**Given task:** The records that follow should be retyped word for word.

**Data lines:**

########################################

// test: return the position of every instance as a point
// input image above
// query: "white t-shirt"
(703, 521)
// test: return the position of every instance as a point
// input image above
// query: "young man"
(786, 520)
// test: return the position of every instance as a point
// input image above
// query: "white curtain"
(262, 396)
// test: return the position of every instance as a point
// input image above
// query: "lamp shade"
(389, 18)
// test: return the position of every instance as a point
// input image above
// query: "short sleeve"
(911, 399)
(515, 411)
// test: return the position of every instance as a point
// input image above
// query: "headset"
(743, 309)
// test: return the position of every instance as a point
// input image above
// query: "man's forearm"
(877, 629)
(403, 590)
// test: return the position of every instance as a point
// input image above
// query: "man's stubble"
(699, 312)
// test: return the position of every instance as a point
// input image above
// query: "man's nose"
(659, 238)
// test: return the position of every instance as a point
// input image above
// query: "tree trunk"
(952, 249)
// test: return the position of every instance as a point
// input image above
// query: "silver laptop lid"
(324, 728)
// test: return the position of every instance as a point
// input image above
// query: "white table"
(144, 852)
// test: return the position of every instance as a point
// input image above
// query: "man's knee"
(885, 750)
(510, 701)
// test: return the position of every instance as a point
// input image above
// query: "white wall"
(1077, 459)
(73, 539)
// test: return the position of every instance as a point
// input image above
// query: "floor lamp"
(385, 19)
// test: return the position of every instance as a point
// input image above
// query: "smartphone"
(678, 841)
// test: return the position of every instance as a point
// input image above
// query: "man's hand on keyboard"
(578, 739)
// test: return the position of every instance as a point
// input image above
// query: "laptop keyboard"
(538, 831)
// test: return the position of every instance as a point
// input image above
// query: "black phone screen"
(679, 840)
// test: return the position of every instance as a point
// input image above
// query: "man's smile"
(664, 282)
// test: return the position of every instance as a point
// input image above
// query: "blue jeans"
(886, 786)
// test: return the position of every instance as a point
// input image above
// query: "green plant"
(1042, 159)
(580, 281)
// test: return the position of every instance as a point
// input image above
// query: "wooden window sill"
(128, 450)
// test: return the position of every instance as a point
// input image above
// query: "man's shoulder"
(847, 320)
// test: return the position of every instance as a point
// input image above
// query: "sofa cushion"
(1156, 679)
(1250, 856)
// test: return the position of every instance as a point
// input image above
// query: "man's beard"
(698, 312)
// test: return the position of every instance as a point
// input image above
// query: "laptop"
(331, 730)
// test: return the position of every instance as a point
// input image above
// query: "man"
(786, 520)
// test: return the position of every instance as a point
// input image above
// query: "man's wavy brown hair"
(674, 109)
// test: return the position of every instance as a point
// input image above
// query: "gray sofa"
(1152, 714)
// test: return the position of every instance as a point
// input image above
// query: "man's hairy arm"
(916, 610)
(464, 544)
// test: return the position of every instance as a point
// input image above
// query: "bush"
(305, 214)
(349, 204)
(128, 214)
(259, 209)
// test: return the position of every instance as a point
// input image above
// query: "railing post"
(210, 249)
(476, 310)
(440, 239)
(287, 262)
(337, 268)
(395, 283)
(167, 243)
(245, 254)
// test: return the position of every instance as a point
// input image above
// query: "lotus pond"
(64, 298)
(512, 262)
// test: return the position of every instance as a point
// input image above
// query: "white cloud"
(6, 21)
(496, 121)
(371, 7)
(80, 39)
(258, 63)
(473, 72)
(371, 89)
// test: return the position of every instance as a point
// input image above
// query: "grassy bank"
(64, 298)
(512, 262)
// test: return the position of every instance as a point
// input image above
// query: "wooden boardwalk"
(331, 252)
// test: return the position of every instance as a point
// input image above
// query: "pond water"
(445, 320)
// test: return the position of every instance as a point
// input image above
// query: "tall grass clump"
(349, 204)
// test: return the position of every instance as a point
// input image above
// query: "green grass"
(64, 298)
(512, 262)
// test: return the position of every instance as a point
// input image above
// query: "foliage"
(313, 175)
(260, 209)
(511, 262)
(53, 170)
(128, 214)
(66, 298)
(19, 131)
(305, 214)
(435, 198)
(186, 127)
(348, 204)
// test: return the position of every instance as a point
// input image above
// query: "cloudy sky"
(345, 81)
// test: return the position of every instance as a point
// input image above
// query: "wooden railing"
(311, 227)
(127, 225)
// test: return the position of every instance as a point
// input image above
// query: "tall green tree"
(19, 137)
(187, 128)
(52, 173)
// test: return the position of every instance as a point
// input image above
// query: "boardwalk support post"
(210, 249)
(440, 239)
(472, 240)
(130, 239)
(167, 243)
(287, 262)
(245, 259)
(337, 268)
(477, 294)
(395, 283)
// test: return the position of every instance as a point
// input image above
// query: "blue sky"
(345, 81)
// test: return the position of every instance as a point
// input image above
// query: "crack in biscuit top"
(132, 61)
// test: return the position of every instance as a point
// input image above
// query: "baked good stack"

########################################

**Correct response:**
// test: return the position of every instance as a point
// input image above
// query: "white t-shirt"
(703, 521)
// test: return the position of every instance as a point
// input image above
// query: "young man"
(786, 520)
// test: return the position of every instance as a point
// input image above
// query: "white curtain"
(262, 396)
// test: return the position of every instance as a point
// input image above
// query: "lamp shade"
(389, 18)
// test: return the position of every instance as a point
// input image above
// query: "short sleeve"
(911, 399)
(515, 411)
// test: return the position of every instance as a point
// input image above
// query: "headset"
(743, 309)
// test: return the position of every instance as a point
// input image above
// query: "man's forearm"
(877, 629)
(403, 590)
// test: return the position of every instance as a point
// input image above
// query: "man's stubble"
(699, 312)
// test: return the position of every instance as a point
// input image above
// query: "man's nose"
(659, 238)
// test: return the position of every instance as a point
// input image above
// query: "tree trunk"
(952, 249)
// test: return the position of every instance as a point
// input image above
// query: "silver laptop lid"
(324, 728)
// test: return the position of every instance as a point
// input image above
// query: "white table"
(144, 852)
// test: return the position of every instance as a point
// input image above
// query: "man's knee"
(885, 750)
(510, 701)
// test: return the position of every instance as a point
// input image above
// query: "white wall"
(1077, 459)
(73, 539)
// test: return the position of every instance as a point
// input image above
// query: "floor lamp"
(385, 19)
// test: return the position of every instance as a point
// input image above
// query: "smartphone"
(678, 841)
// test: return the position of every instance as a point
// input image above
// query: "man's hand on keyboard"
(578, 739)
// test: return the position of every instance as a point
// input image above
// query: "laptop keyboard"
(538, 831)
// test: return the position of every instance as a point
// input image above
// query: "black phone screen"
(679, 840)
// test: return the position of every instance as a point
// input image above
// query: "man's smile"
(664, 282)
// test: return the position of every instance as a point
// input image above
// query: "blue jeans"
(886, 786)
// test: return the position of every instance as a point
// input image above
// query: "green plant"
(1042, 159)
(580, 281)
// test: return the position of every instance as a point
// input image above
// query: "wooden window sill"
(128, 450)
// test: return the position of every instance as a point
// input image above
// query: "man's shoulder"
(847, 320)
// test: return the position of every instance as a point
// input image above
// query: "sofa cushion"
(1156, 679)
(1250, 856)
// test: return the position of every instance as a point
// input image above
// query: "man's beard"
(698, 312)
// test: return the position of every instance as a point
// input image above
// query: "laptop"
(331, 730)
// test: return the position of every instance as a point
// input image above
// query: "man"
(786, 520)
// test: return the position of every instance as a point
// input image above
// query: "man's wavy brown hair"
(674, 109)
// test: return the position of every instance as a point
// input image above
// query: "gray sofa"
(1152, 714)
// test: return the position of every instance as a point
// input image above
// query: "man's hairy arm"
(916, 610)
(464, 544)
// test: return the position of every instance as a point
// input image above
// query: "bush"
(305, 214)
(349, 204)
(128, 214)
(259, 209)
// test: return the position of every instance as a point
// input image above
// query: "railing post"
(210, 249)
(476, 310)
(440, 239)
(287, 262)
(337, 268)
(395, 283)
(167, 243)
(245, 254)
// test: return the position of every instance as a point
// input image above
// query: "lotus pond"
(64, 298)
(512, 262)
// test: return the position of every instance as a point
// input image above
// query: "white cloud"
(6, 21)
(496, 121)
(371, 7)
(80, 39)
(258, 63)
(473, 72)
(371, 89)
// test: return the position of every instance as a point
// input image above
// query: "grassy bank"
(64, 298)
(512, 262)
// test: return the position of every instance as a point
// input image above
// query: "wooden boardwalk"
(331, 252)
// test: return the position of every instance as a point
// input image above
// query: "pond water"
(445, 320)
// test: return the position of every instance as a point
// input image above
// query: "tall grass clump"
(349, 204)
// test: return the position of every instance as a point
// input image above
// query: "green grass"
(64, 298)
(512, 262)
// test: return the position of every instance as a point
// input image above
// query: "foliage"
(313, 175)
(260, 209)
(511, 262)
(53, 170)
(128, 214)
(66, 298)
(19, 131)
(305, 214)
(435, 198)
(186, 127)
(348, 204)
// test: return the position of every instance as a point
// input image above
// query: "cloudy sky"
(345, 81)
// test: return the position of every instance as a point
// input image above
// query: "wooden railing"
(311, 227)
(127, 225)
// test: return the position of every instance as a point
// input image above
// query: "tall green tree"
(19, 137)
(187, 128)
(52, 173)
// test: return the position of every instance as a point
// input image above
// query: "boardwalk support post"
(210, 249)
(440, 239)
(472, 240)
(130, 239)
(167, 243)
(287, 262)
(245, 259)
(337, 268)
(477, 294)
(395, 283)
// test: return the position of every instance as a point
// input image above
// query: "blue sky"
(345, 81)
// test: return the position of every instance as a point
// input image above
// query: "crack in biscuit top"
(132, 61)
// test: return the position of every instance as a point
// input image above
// query: "baked good stack"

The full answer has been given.